Entries taken from a collection
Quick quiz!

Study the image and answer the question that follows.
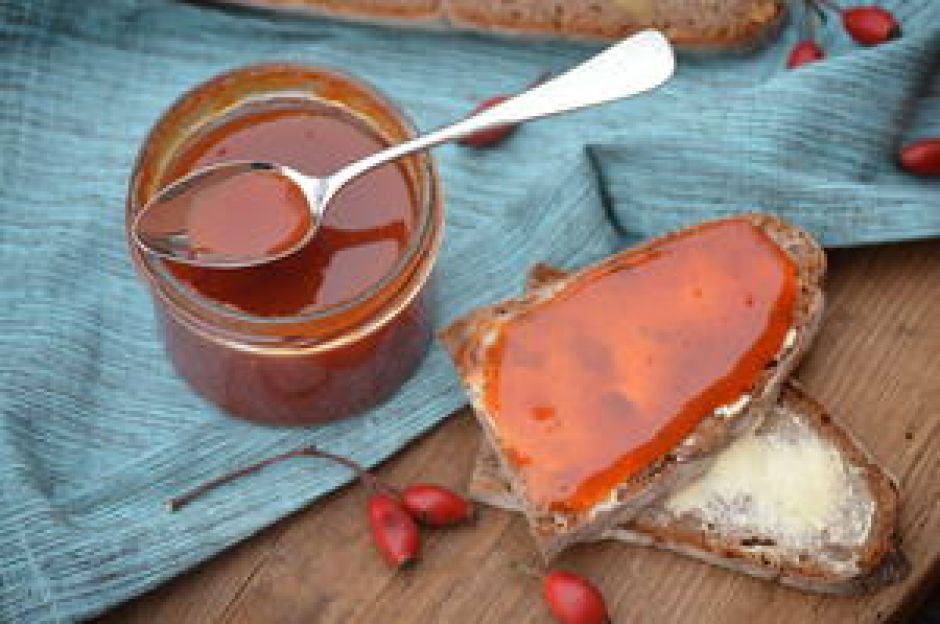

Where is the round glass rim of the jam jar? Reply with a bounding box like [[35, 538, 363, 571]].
[[127, 62, 439, 326]]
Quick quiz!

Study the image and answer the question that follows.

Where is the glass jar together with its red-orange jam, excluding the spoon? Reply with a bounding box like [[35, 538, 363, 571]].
[[127, 65, 443, 424]]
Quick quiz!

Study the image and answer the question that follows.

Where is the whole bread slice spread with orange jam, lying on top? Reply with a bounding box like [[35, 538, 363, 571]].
[[442, 215, 825, 558]]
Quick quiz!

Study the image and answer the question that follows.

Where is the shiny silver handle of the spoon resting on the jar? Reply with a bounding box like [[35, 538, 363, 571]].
[[327, 30, 675, 195]]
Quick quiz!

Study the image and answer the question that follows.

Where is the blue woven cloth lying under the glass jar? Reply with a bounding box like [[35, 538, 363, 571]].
[[0, 0, 940, 623]]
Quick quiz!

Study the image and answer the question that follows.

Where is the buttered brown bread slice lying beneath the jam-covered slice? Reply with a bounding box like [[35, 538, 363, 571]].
[[469, 380, 909, 594]]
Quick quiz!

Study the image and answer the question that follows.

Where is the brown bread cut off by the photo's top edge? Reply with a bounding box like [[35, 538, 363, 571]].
[[207, 0, 787, 50]]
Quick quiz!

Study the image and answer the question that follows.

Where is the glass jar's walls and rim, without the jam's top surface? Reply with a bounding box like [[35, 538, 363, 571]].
[[126, 64, 443, 425]]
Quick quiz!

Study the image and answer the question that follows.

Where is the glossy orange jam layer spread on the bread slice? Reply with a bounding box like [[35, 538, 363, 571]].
[[484, 220, 796, 512]]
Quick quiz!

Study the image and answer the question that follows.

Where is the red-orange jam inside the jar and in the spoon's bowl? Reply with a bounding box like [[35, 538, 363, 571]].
[[168, 109, 417, 316]]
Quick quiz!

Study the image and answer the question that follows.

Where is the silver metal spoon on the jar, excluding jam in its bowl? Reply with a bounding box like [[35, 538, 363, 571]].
[[132, 30, 675, 268]]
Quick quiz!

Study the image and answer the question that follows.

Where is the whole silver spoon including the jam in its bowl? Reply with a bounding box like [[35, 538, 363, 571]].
[[132, 30, 675, 269]]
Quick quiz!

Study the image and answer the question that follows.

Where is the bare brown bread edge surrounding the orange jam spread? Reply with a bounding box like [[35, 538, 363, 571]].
[[441, 215, 825, 559]]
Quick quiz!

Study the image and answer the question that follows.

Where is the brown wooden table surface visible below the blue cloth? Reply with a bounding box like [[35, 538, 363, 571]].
[[99, 241, 940, 624]]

### WHAT TO WORK ON:
Your answer must be the entries repeated exactly, with no pictures.

### RESPONSE:
Quick quiz!

Study the image and answer the question that follows.

Where is the round glass rim of the jam jar? Reply with a bounding box like [[35, 538, 363, 571]].
[[127, 62, 439, 326]]
Quick quiz!

Study the image and answer the question that follows.

Where is the glass jar together with its red-orange jam, excluding the spoon? Reply with a bounding box like [[35, 538, 363, 571]].
[[127, 65, 443, 424]]
Quick quiz!

Study the image and answer the question that follows.

Where is the whole bread slice spread with orange jam, lying on top? Reply with a bounding box like [[35, 538, 363, 571]].
[[442, 215, 825, 558]]
Quick quiz!

Study the image and answer the question that follows.

Where is the shiny silver handle of the spoon resting on the jar? Reply with a bounding box like [[35, 538, 363, 571]].
[[327, 30, 675, 195]]
Quick quiz!

Study the image and answer the question that follows.

Where is the blue woven cloth lying under the glass jar? Reply with a bounding box like [[35, 538, 363, 571]].
[[0, 0, 940, 623]]
Quick quiz!

Study the image and answer the question that follows.

Where is the buttered brown bread slice lying beneath the jam-covered slice? Reply with a bounding box like [[35, 538, 363, 571]].
[[469, 380, 909, 594]]
Quick quiz!

Study the image and answer the question that follows.

Where is the brown bread cut off by the photo's top edge? Reply with a bounding box like [[35, 538, 363, 571]].
[[207, 0, 787, 50]]
Quick quiz!

Study the image and answer the question that follows.

Where is the glass jar's walls and rim, without the jam's top surface? Reply with a bounding box like [[35, 538, 363, 571]].
[[126, 64, 443, 425]]
Quick quiz!

Study the image and answer the question that follows.

Where is the glossy orange jam layer spread on the bread slice? Reply with a bounding box like [[35, 538, 363, 571]].
[[484, 220, 796, 512]]
Quick quiz!

Study the image and answer the question that follows.

Where is the red-orange jam inside the jar and in the spoon's bowl? Reply with a bounding box like [[35, 538, 363, 571]].
[[168, 109, 417, 316]]
Quick quiz!

Study the image and answer the question that follows.

Where is the silver metal spoon on the jar, excluding jam in its bowl? Reply with a bounding box like [[35, 538, 363, 571]].
[[132, 30, 675, 268]]
Quick quiz!

Study the image and answer the question that follows.

Where is the whole silver spoon including the jam in its bowl? Reply with a bounding box like [[35, 538, 363, 571]].
[[132, 30, 675, 269]]
Quick quiz!

Study the image and answer the question that follows.

Where is the bare brown bread edge surrounding the orange jam spread? Reply with a bounding box like [[35, 538, 363, 571]].
[[441, 215, 825, 559]]
Quick quiz!

Study the image and answer the question that follows.

Where is the brown wooden table surface visible below the blue cloth? Reply with a bounding box like [[35, 538, 363, 571]].
[[99, 241, 940, 624]]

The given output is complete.